** Opening Input for this task block **

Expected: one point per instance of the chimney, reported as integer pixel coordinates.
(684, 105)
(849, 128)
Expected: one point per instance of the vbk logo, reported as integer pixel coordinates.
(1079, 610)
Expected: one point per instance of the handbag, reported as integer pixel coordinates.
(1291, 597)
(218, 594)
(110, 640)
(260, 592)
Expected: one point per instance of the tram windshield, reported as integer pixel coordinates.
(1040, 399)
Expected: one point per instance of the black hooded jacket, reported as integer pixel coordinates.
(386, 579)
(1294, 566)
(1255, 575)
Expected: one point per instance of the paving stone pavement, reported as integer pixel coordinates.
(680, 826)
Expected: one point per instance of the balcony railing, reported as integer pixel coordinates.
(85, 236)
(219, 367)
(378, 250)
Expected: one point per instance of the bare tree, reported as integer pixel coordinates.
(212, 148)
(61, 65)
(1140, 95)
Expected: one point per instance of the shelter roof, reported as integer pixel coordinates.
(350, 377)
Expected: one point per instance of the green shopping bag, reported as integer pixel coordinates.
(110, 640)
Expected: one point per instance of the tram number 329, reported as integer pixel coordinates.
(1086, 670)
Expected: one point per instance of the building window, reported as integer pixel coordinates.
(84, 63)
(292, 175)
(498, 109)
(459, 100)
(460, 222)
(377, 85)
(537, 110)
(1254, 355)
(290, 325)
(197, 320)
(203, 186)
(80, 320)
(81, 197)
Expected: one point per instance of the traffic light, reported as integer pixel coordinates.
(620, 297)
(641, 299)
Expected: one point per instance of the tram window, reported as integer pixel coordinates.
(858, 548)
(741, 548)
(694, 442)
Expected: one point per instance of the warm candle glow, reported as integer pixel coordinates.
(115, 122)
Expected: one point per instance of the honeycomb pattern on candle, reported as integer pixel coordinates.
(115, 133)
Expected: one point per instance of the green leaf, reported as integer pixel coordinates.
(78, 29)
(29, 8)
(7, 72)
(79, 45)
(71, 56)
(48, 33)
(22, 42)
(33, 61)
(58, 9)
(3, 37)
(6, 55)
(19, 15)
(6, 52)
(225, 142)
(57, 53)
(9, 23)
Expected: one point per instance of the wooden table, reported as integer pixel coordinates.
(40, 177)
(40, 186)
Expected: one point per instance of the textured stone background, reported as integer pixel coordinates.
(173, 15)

** Closing Input for this task block **

• _Requirement_: Write the entries again, exactly as they stand.

• _Answer to the problem_:
Expected: one point per instance of the chimney, reported as integer pixel coordinates.
(684, 105)
(849, 128)
Expected: one point per instance of the vbk logo, reported as integer pixel coordinates.
(1079, 610)
Expected: one point per instance of the handbag, reported as integer pixel coordinates.
(1291, 597)
(218, 594)
(110, 640)
(260, 592)
Expected: one point per instance of the tram windshield, reported as integer pixel coordinates.
(1040, 399)
Expected: one point per instance of the black hooded jacket, reported as integer pixel coordinates.
(386, 579)
(1294, 566)
(1255, 575)
Expected: one point per instance of the paving stone pavement, reported as integer pixel coordinates.
(680, 826)
Expected: one point per instance of the balcony railing, reported as integer pixel coordinates.
(85, 236)
(219, 367)
(378, 250)
Expected: one point per instance of the bare tree, reported as integer pixel coordinates.
(212, 148)
(61, 65)
(1140, 95)
Expected: one point per instance of the shelter roof, reported as integer pixel coordinates.
(350, 377)
Expected: one point per instance of the green shopping bag, reported as integer pixel coordinates.
(110, 640)
Expected: one point per instance of the tram number 329, reported as integer pixel coordinates.
(1086, 670)
Expected: one point per instance of the building window, reported as integer pixel coordinates.
(84, 63)
(292, 175)
(498, 109)
(459, 100)
(460, 222)
(377, 85)
(537, 110)
(1254, 355)
(290, 325)
(197, 320)
(203, 186)
(80, 320)
(81, 197)
Expected: one point per instance of the traffic light, reported as integer pixel coordinates.
(620, 297)
(641, 299)
Expected: one point per instance of the tram window, reported as integer pixel coordinates.
(858, 548)
(741, 548)
(694, 442)
Expected: one point per instance of the warm candle glow, reported as integer pixel coordinates.
(115, 122)
Expected: one point per instance of the honeycomb pattern on candle, reported as integer pixel coordinates.
(115, 133)
Expected: one point per instance of the green leaf, reported as integer pixel coordinates.
(78, 29)
(29, 8)
(7, 72)
(79, 45)
(71, 56)
(48, 33)
(22, 42)
(33, 61)
(58, 9)
(3, 37)
(6, 55)
(19, 15)
(6, 52)
(225, 142)
(57, 53)
(9, 23)
Expected: one point per instance of the wooden table, reported as integer pixel coordinates.
(40, 177)
(40, 186)
Expected: one point per instance of the textured stone background, reported as integer pixel coordinates.
(173, 15)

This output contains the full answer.